__QUOTED PASSAGE__.
GPU non-cartesian reconstruction with SENSE#

Author: Chaithya G R

In this tutorial we will reconstruct an MR Image directly with density compensation and SENSE from gpuNUFFT

Import neuroimaging data#

We use the toy datasets available in pysap, more specifically a 3D orange data and the radial acquisition scheme (non-cartesian).

Package import

from mri.operators import NonCartesianFFT, WaveletN
from mri.operators.utils import normalize_frequency_locations
from mri.operators.fourier.utils import estimate_density_compensation
from mri.reconstructors import SelfCalibrationReconstructor
from mri.reconstructors.utils.extract_sensitivity_maps import get_Smaps
from pysap.data import get_sample_data

# Third party import
from modopt.math.metrics import ssim
from modopt.opt.linear import Identity
from modopt.opt.proximity import SparseThreshold
import numpy as np
import matplotlib.pyplot as plt

Loading input data

image = get_sample_data('3d-pmri').data.astype(np.complex64)

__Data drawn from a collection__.

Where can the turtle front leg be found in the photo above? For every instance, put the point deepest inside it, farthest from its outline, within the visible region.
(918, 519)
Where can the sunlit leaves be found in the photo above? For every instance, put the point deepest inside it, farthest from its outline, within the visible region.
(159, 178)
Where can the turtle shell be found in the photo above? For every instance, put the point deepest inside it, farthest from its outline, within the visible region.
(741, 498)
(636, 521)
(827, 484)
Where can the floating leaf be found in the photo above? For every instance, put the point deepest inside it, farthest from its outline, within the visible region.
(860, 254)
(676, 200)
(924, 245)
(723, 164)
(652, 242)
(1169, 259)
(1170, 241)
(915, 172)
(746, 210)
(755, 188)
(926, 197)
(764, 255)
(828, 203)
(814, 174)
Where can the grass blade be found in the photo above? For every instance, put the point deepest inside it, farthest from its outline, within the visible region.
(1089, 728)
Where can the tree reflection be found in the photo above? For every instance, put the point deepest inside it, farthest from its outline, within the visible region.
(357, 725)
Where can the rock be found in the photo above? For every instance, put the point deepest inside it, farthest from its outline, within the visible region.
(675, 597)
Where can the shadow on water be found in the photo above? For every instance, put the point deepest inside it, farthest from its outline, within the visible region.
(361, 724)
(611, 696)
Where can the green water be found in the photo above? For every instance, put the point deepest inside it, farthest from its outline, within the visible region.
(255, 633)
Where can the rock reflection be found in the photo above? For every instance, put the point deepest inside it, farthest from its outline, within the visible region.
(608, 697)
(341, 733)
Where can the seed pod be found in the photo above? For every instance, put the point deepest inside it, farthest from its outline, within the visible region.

__TO BE DONE__.
a) Translate this sentence from the GPU reconstruction tutorial into Spanish: "In this tutorial we will reconstruct an MR Image directly with density compensation and SENSE from gpuNUFFT"
b) Resume the GPU reconstruction tutorial after its final line, the one that loads the sample data.

__EXPECTED OUTPUTS__.
a) En este tutorial reconstruiremos una imagen de RM directamente con compensación de densidad y SENSE a partir de gpuNUFFT.

b)
cartesian = np.linalg.norm(image, axis=0)

# Obtain MRI non-cartesian mask and estimate the density compensation
radial_mask = get_sample_data("mri-radial-3d-samples")
kspace_loc = normalize_frequency_locations(radial_mask.data)
density_comp = estimate_density_compensation(kspace_loc, cartesian.shape, 'pipe', backend='gpunufft')

Out:

/volatile/Chaithya/actions-runner/_work/_tool/Python/3.10.12/x64/lib/python3.10/site-packages/mri/operators/fourier/utils/processing.py:101: UserWarning: Frequencies outside the 0.5 limit.
  warnings.warn("Frequencies outside the 0.5 limit.")

View Input

plt.subplot(1, 2, 1)
plt.imshow(cartesian[..., 80], cmap='gray')
plt.title("MRI Data")
ax = plt.subplot(1, 2, 2, projection='3d')
ax.scatter(*kspace_loc[::500].T, s=0.1, alpha=0.5)
plt.title("K-space Sampling Mask")
plt.show()
MRI Data, K-space Sampling Mask

Out:

/volatile/Chaithya/actions-runner/_work/pysap/pysap/examples/pysap-mri/GPU_NonCartesian_gpuNUFFT_SENSE_DensityCompensation.py:51: UserWarning: FigureCanvasAgg is non-interactive, and thus cannot be shown
  plt.show()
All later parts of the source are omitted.